- **Provided information**
⁂
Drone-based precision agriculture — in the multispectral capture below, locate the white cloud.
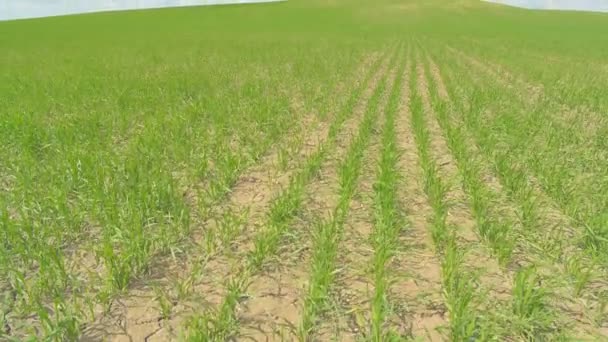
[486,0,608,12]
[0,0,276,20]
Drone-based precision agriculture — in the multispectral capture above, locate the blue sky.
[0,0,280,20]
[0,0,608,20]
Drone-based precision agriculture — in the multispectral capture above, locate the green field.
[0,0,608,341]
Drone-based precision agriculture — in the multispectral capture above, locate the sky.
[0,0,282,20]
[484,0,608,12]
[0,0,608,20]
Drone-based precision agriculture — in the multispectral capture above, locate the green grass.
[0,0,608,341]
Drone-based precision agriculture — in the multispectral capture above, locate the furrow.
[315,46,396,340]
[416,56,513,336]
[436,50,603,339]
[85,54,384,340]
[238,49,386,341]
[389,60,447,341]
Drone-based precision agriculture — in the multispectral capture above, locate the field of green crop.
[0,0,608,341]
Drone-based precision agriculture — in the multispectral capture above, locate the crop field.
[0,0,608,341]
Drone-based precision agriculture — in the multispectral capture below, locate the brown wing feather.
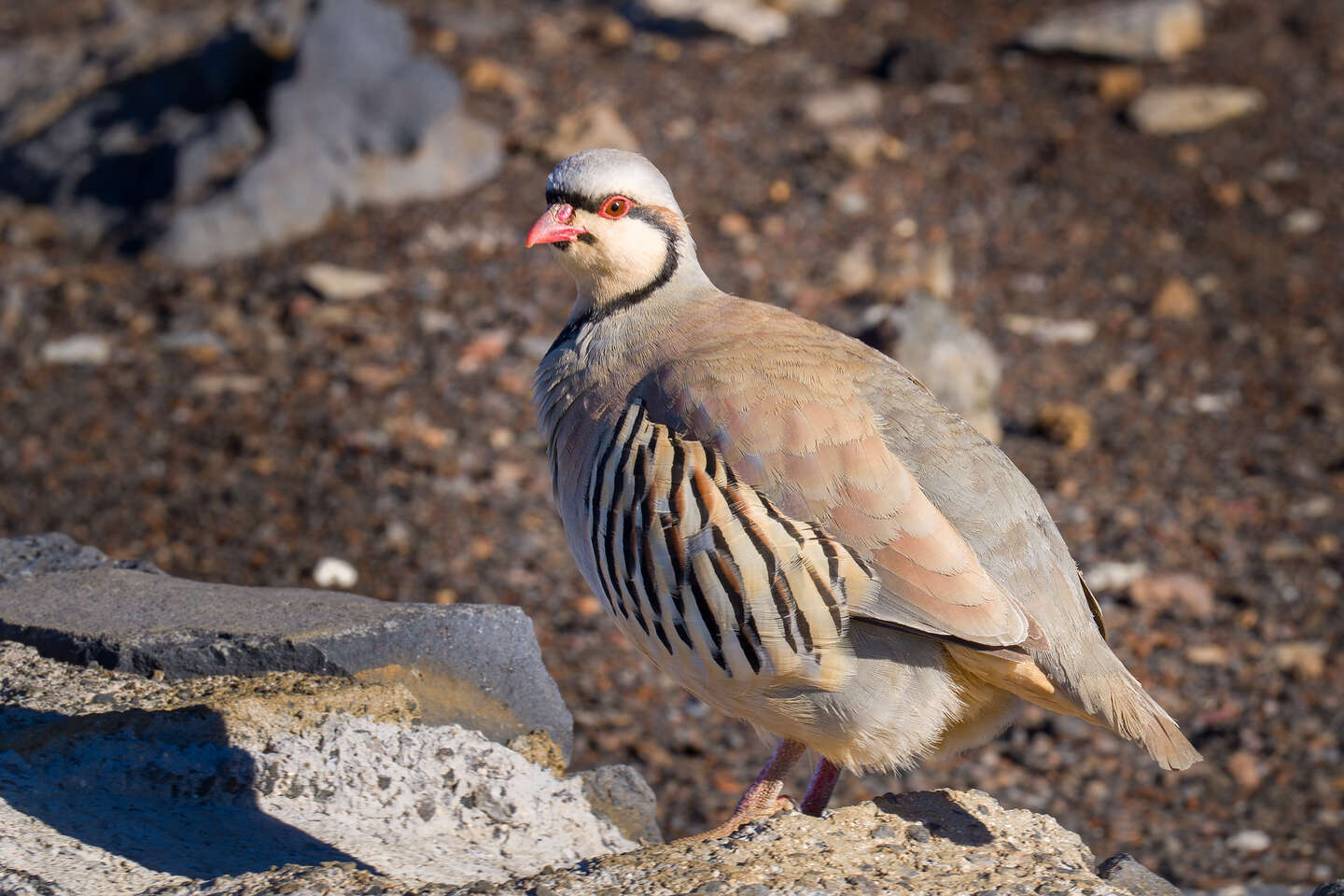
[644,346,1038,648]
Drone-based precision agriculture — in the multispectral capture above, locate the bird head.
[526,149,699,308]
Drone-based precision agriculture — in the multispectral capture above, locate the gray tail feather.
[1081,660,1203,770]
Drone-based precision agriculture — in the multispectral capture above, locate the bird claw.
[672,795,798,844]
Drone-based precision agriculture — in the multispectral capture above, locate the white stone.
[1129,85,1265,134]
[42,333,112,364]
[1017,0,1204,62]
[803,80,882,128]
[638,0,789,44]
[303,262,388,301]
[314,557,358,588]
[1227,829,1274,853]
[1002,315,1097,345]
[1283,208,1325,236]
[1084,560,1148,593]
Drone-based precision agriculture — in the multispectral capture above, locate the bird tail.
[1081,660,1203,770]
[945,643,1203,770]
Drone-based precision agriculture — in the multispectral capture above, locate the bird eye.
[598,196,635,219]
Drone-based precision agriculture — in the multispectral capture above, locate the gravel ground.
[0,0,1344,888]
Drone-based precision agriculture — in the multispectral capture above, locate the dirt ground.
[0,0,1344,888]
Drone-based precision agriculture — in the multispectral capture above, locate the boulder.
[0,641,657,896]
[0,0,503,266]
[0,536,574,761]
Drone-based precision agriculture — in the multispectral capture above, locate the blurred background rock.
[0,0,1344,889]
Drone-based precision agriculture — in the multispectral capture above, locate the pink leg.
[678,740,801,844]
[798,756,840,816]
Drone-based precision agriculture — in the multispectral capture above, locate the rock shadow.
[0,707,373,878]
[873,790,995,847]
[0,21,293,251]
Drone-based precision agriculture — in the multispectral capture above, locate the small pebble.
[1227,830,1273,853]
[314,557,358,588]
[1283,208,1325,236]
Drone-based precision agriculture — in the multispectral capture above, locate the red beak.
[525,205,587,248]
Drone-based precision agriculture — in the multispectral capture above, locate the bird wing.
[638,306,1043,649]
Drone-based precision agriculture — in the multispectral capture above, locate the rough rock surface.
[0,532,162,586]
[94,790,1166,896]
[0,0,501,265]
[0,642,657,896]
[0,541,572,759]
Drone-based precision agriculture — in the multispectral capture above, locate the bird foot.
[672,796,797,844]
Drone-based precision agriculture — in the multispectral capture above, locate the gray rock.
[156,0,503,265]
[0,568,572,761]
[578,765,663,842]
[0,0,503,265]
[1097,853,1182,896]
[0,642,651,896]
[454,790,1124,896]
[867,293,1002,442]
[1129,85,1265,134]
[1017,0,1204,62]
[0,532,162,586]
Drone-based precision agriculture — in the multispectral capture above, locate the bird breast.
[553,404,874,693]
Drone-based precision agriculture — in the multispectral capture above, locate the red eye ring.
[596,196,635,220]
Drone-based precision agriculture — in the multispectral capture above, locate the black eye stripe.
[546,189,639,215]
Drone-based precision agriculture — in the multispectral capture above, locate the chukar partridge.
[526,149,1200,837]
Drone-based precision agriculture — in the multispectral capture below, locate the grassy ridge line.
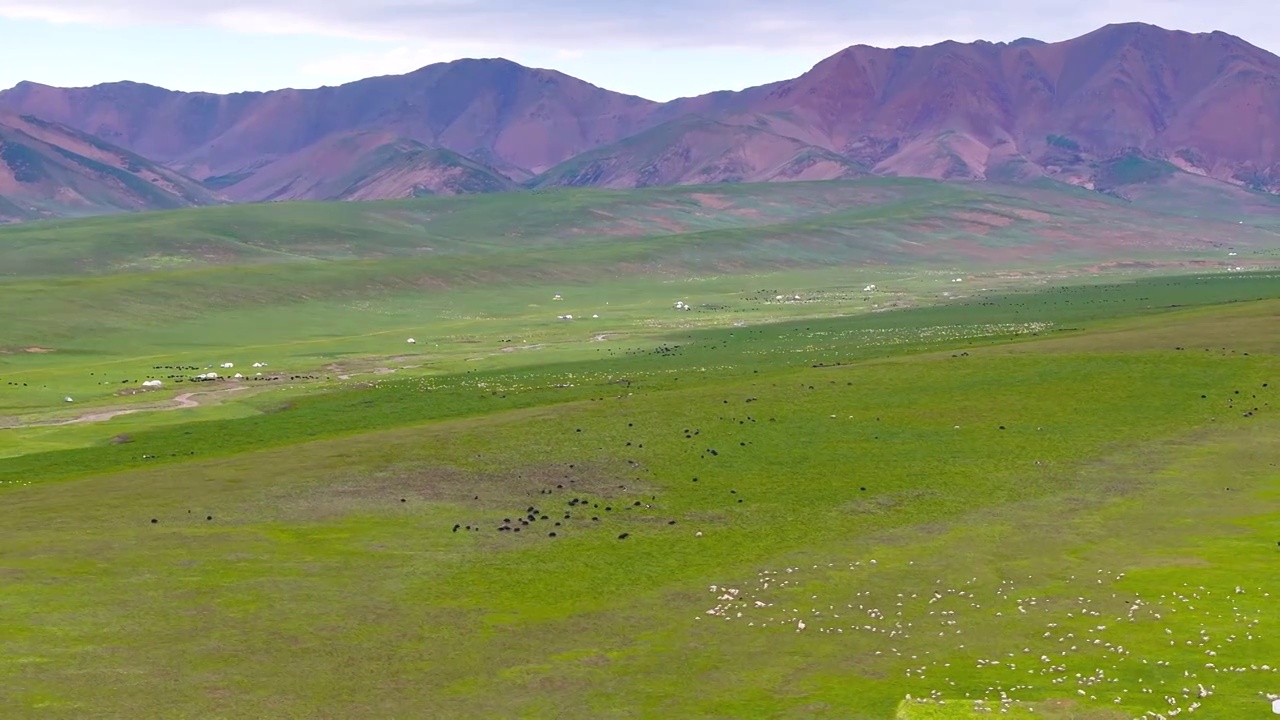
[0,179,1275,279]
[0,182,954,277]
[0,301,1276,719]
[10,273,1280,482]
⁂
- **Written exercise**
Rewrite the stretch of items above from the line containing "the blue sky." through the line containing "[672,795,798,844]", changing "multispectral capture" to "aerial image" and leaving everything else the same. Return only those lines, without the pictures.

- **Solved exercise**
Drone-based precision agriculture — in the aerial image above, locate the blue sky.
[0,0,280,20]
[0,0,608,20]
Drone-based precision agriculture — in the aerial image above, locate the green field.
[0,0,608,341]
Drone-based precision agriculture — in the aerial image above, locate the sky.
[0,0,282,20]
[484,0,608,12]
[0,0,608,20]
Drone-based precision agriculture — in the aerial image above, locate the green grass.
[0,0,608,341]
Drone-based precision agriculture — in the aerial image above, locate the furrow.
[315,46,396,340]
[416,56,513,336]
[436,50,603,339]
[85,54,384,340]
[238,49,386,341]
[389,60,447,341]
Drone-based precision agriculture — in the aerial image above, locate the field of green crop.
[0,0,608,341]
Drone-based precision agriculture — in the aerial image above, locate the crop field.
[0,0,608,341]
Drone-based precision agriculture — in the aerial image below, locate the brown wing feather.
[644,346,1038,648]
Drone-based precision agriculture — in the aerial image above, locate the bird head.
[526,149,699,308]
Drone-based precision agriculture — in the aerial image above, locate the gray tail feather.
[1081,660,1203,770]
Drone-based precision agriculture — in the aerial image above, locate the bird claw.
[672,795,798,844]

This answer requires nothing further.